> [任务要求]:
请接着写下面这篇在 WSL2 上混用 ROS2 与 Conda 的指南，从它最后显示的内容之后继续。
___ 给定文本 ___
ROS2 + Conda(CUDA/Torch)在 WSL2 上的混用指南
ROS2 + Conda(CUDA/Torch)在 WSL2 上的混用指南
环境与目标
环境信息
- WSL2 kernel:Linux-6.6.87.2-microsoft-standard-WSL2
- ROS2:Humble(Ubuntu 22.04)
- Conda env:audio2exp(torch nightly + CUDA 可用)
- GPU:NVIDIA GeForce RTX 5080 Laptop GPU,capability 12.0
- onnxruntime providers:TensorrtExecutionProvider, CUDAExecutionProvider, CPUExecutionProvider
目标拓扑
- 节点 A:发布音频
/audio/pcm - 节点 B:订阅音频并推理,发布
/face/arkit52
核心概念扫盲
ROS_DOMAIN_ID
DDS 的“逻辑隔离号”,同一网络中:
- Domain 不同:互相完全看不到
- Domain 相同:才可能发现与通信
RMW_IMPLEMENTATION
ROS2 的中间件抽象层(RMW)选择,决定底层 DDS 实现:
- Humble 默认:
rmw_fastrtps_cpp(FastDDS) - 常用替代:
rmw_cyclonedds_cpp(CycloneDDS,WSL2 下更稳定)
为什么 ros2 run 在 Conda 里找不到 Torch?ros2 run 调用的是 workspace 安装目录里的入口脚本,该脚本第一行 shebang 会被构建时的 Python 固定(通常是 /usr/bin/python3)。因此即使激活 Conda 环境,ros2 run 仍会用系统 Python 运行,自然无法导入 Conda 里的 Torch。
踩坑记录与解决方案
问题 1:WSL2 上 ROS2 “能发但收不到 / 发现不到”
定位方法:先测 DDS 组播是否正常:
ros2 multicast receive
ros2 multicast send
解决步骤:
- 若
receive能收到Hello World!,说明网络层 OK; - 确保双方
ROS_DOMAIN_ID一致; - 尝试切换 RMW 为
rmw_cyclonedds_cpp(WSL2 + FastDDS 偶发 discovery 兼容问题)。
问题 2:设置 RMW_IMPLEMENTATION=rmw_cyclonedds_cpp 后终端崩溃
典型原因:
- 没装 CycloneDDS RMW 包;
- Conda 抢了
PYTHONPATH/LD_LIBRARY_PATH,导致 ROS2 Python 包路径异常; - 脚本里
set -e:某个命令非 0 返回会让整个脚本直接退出。
解决:
- 脚本顺序:先 ROS2,再 Conda,最后补 ROS2 的
PYTHONPATH; - 先不强行设 RMW,等确认安装与可用后再打开;
- 调试阶段可暂时去掉
set -e,或包一层|| true。
问题 3:自定义 msg 包 colcon build 报错:缺 catkin_pkg / 缺 em
推荐解决路线(最稳):构建用系统 Python
conda deactivate
cd ~/ws_audio2exp
rm -rf build/ install/ log/
unset PYTHON_EXECUTABLE
unset Python3_EXECUTABLE
unset CMAKE_PREFIX_PATH
hash -r
source /opt/ros/humble/setup.bash
colcon build
问题 4:message 包报错:package.xml 需要 member_of_group
解决:在 audio_msgs/package.xml 中加入:
<export>
<build_type>ament_cmake</build_type>
<member_of_group>rosidl_interface_packages</member_of_group>
</export>
问题 5:Ctrl+C 退出时报 RCLError(双 shutdown)
解决:用 try_shutdown()
def main():
rclpy.init()
___ 数据集 ___
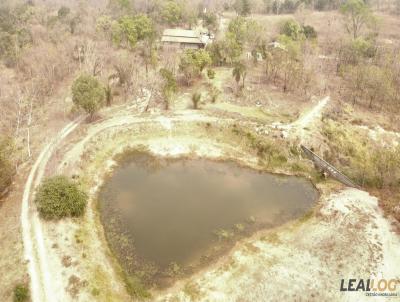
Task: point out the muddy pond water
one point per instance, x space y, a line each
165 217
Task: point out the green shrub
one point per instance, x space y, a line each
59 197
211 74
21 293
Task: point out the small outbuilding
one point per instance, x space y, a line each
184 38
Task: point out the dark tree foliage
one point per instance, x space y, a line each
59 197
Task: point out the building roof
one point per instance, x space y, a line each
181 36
___
___ 数据集 ___
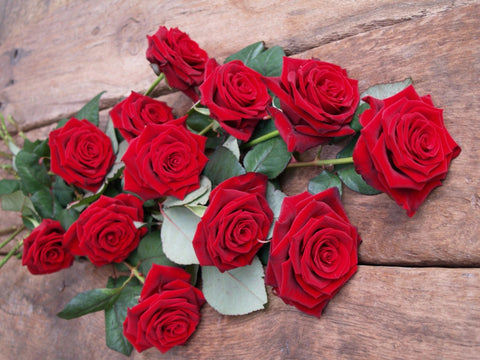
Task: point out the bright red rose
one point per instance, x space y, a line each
___
___ 数据集 ___
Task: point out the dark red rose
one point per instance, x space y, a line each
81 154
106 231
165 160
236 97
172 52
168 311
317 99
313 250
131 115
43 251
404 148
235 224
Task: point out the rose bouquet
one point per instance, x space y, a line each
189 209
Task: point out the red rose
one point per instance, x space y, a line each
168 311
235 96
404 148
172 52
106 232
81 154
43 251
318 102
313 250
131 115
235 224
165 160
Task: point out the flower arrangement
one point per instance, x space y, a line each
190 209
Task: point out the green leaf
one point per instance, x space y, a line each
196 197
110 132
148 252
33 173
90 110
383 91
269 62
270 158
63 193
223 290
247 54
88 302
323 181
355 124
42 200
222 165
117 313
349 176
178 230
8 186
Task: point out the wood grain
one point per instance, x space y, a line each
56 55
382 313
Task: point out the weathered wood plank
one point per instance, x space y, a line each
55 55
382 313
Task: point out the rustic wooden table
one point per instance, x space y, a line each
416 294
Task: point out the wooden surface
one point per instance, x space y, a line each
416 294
___
> [回答]:
node = AudioSub()
try:
rclpy.spin(node)
except KeyboardInterrupt:
pass
finally:
node.destroy_node()
rclpy.try_shutdown()
问题 6:在 Conda 环境里运行节点,Torch/ONNX Runtime 仍 “No module named”
根因:shebang 固定解释器(构建时用的系统 Python),导致 ros2 run 永远用系统 Python。
最终稳定方案
方案 S:构建用系统 Python;运行推理节点用 conda python -m
构建(一次性)
cd ~/ws_audio2exp
conda deactivate || true
source /opt/ros/humble/setup.bash
colcon build
source install/setup.bash
运行(每次开终端)
终端 A:subscriber / 推理节点
source /opt/ros/humble/setup.bash
cd ~/ws_audio2exp
source install/setup.bash
conda activate audio2exp
python -m audio_demo_nodes.audio_sub
终端 B:publisher
source /opt/ros/humble/setup.bash
cd ~/ws_audio2exp
source install/setup.bash
conda activate audio2exp
python -m audio_demo_nodes.audio_pub_1hz
核心收益
- ROS2 构建链路不被 Conda 污染;
- Torch/CUDA/ONNX Runtime 完整可用;
- 避免
ros2 run固定系统 Python 的坑。
脚本
#!/usr/bin/env bash
# 用法:source ~/ros2_conda_audio2exp_env.sh
# =========================
# 1) 基础环境
# =========================
ROS_DISTRO="humble" # humble / jazzy
CONDA_ENV_NAME="audio2exp" # conda 环境名
WS_DIR="$HOME/ws_audio2exp" # ROS2 工作区
ROS_PY_VER="3.10"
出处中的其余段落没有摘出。